Can you continue the article on the Learjet 40 from the point where it stops?

GIVEN TEXT:

###

Chidiac pointed out that the Learjet 45, certified in 1997, was the first clean-sheet Learjet to come from the company since the first Model 23 was certified in 1964 (when the company was Lear Jet). Like the proverbial George Washington’s ax (“it’s had several new handles and heads since then”), the Learjet product line has had a few wing, fuselage and engine changes, but all had been progressively certified as derivative aircraft until the 45 came along. (The company had its problems with the FAA in the process. Certification finally came some two years late.)
Building the Learjet 40 is a way for Bombardier to tap the light jet market with a minimal investment in research and development or certification costs. Its market research indicated that low acquisition cost topped the needs of prospective light jet owner/operators. Range, direct operating costs, speed/performance and cabin comfort came next, in descending order of importance. Pricing the Learjet 40 some $3 million below the 45 clearly addresses that market’s concerns. Besides the 25.5-in. shorter fuselage (and cabin), some other slight differences between the
40 and the 45 include three fewer windows (13 rather than 16), and somewhat less range (1,724 nm, NBAA IFR) due to 110 gal less fuselage fuel-tank capacity. Also, the optional APU available on the 45 is not allowed on the shorter-coupled 40 due to cg considerations.
The interior follows the form of Bombardier’s redesigned cabin for the full line. Seat back size has been shaved by 1.5 in. per seat, resulting in more legroom for all passengers and outboard armrests may be removed for two inches more seat width without impinging on aisle space. The galley has been improved and may now store eight trays. Maintenance technicians will find easier access to systems such as the brake control unit and the spoileron computer located behind the lavatory bulkhead. All line-replaceable units of the interior have been redesigned to allow removal or installation in less than 20 min. Finally, lighting has been converted to LEDs with 10,000-hr life expectancy, low current draw and low heat output.
Bombardier is banking on the Learjet reputation as a speedy traveler. According to the company, the Learjet 40 will beat its rival Citation Encore by 12 min on a New York-to-Chicago trip; 18 min from Dallas to Los Angeles; and 50 min from Athens to London, since the Cessna doesn’t have the fuel capacity to complete the 453-nm trip at its high-speed cruise Mach number, and would have to fly at its slower, long-range-cruise speed.

###

(Collected data)
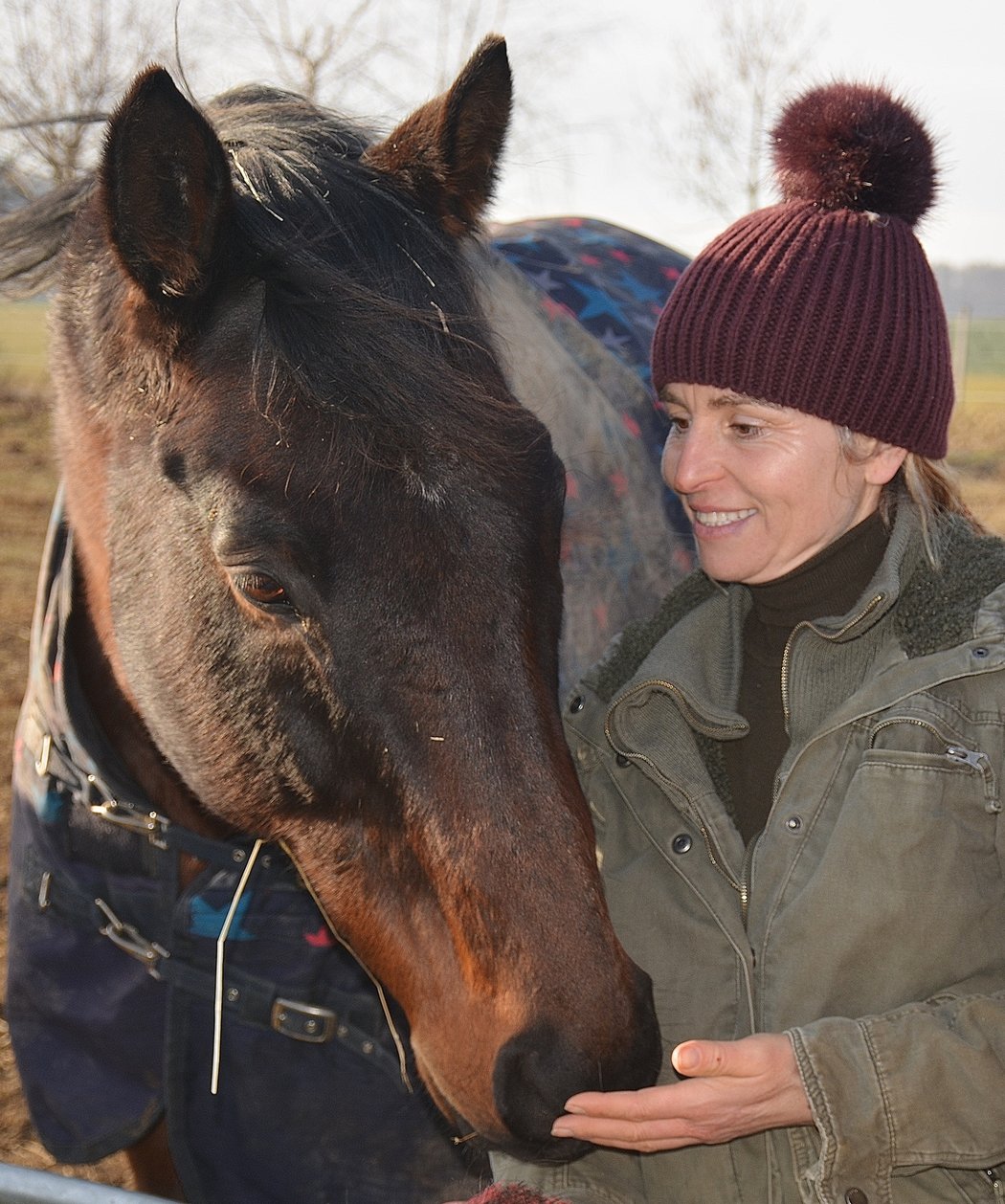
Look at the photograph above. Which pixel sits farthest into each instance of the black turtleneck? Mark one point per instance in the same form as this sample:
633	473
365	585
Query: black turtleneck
827	586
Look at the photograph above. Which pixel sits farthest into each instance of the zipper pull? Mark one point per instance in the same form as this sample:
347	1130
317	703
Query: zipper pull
967	756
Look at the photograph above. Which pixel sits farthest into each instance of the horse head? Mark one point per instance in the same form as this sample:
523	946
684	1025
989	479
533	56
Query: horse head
318	542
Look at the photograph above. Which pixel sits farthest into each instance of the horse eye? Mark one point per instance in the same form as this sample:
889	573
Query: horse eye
261	589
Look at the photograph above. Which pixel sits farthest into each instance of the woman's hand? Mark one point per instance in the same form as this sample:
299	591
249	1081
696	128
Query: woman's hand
732	1088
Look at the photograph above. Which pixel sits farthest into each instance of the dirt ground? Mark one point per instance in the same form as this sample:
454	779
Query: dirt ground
27	485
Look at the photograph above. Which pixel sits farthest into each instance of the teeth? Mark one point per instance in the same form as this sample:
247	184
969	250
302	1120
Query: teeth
721	518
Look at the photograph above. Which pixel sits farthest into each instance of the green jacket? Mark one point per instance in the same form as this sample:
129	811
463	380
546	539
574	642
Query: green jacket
868	920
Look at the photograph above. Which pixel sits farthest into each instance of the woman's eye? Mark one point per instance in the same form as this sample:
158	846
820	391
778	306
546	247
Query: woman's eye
261	589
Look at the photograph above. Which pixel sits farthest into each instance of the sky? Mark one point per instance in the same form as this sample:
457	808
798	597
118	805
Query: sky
598	83
945	58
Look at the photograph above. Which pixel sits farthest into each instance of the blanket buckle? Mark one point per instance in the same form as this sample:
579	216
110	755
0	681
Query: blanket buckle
302	1021
148	824
131	941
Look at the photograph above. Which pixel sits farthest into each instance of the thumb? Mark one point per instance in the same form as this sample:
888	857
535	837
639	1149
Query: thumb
704	1059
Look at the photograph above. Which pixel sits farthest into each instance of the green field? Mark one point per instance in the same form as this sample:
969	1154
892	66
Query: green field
23	342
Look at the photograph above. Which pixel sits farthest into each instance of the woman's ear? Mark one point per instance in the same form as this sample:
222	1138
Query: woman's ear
882	462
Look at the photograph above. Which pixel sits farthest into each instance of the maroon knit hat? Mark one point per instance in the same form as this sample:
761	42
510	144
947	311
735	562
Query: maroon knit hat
826	302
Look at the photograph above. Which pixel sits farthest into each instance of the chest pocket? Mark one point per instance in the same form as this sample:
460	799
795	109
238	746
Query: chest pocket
934	764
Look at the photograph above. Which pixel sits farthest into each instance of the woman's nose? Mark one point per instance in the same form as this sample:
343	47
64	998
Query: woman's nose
690	460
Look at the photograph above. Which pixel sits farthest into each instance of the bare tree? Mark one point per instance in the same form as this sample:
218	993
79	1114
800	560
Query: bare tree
313	55
761	48
63	65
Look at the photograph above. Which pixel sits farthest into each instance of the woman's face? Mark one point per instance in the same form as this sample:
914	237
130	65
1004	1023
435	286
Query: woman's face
766	486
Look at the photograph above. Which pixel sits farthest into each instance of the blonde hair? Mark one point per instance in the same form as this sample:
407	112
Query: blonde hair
930	484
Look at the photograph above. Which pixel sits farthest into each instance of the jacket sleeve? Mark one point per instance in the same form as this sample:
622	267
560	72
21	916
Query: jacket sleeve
891	1095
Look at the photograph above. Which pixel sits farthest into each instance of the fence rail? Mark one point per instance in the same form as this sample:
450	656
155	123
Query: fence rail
18	1185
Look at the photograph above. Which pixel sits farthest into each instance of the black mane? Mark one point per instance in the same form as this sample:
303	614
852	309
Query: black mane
368	302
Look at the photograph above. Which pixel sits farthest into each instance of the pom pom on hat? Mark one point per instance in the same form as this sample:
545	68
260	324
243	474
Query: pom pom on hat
826	302
855	147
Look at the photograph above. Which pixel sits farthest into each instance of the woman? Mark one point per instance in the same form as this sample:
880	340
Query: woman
795	766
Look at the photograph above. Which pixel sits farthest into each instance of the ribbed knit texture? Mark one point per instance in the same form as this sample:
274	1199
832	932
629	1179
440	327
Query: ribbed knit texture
817	302
832	313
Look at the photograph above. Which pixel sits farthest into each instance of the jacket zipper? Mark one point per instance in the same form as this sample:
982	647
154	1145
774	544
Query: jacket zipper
823	635
714	855
957	752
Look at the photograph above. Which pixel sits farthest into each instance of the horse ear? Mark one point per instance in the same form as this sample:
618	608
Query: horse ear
448	150
167	190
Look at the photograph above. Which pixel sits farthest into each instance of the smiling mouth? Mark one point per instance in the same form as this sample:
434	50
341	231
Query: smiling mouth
721	518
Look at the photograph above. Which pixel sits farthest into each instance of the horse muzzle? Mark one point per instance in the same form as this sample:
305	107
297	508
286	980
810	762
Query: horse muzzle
539	1068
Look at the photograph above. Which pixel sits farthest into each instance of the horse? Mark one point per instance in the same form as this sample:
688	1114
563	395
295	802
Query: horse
295	663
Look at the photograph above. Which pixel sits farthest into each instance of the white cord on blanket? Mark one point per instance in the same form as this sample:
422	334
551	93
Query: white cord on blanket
388	1018
218	1002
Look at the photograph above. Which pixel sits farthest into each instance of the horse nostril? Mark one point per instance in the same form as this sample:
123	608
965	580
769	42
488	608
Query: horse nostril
539	1068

###

ANSWER TO THE TASK:
Another big advantage is the systems commonality among the trio of Learjet 45-series models. All systems and pilots’ type ratings are common with the exception of the aforementioned fuel system. The Honeywell Primus 1000 remains the avionics suite of choice, with the standard Universal UNS-1C flight management system replaced by the newer, more sophisticated UNS-1E. As with the Learjet 45 and 45XR, a second FMS is optional on the 40. Bombardier is also quick to point out that the Learjet 45 has been certified (albeit somewhat painfully) to all the latest FAA and JAA standards–FAR Part 25 amendment 77 and JAR Part 25 Change 13. The standards include 16g-seat certification, bird-strike testing to the latest amendments, flight-manual presentations for takeoff and landing performance, and the most stringent of icing testing. Also common are the parts and warranty programs (including engine maintenance service plans), pilot type ratings and training programs, maintenance and tool systems and change boards for common field solutions.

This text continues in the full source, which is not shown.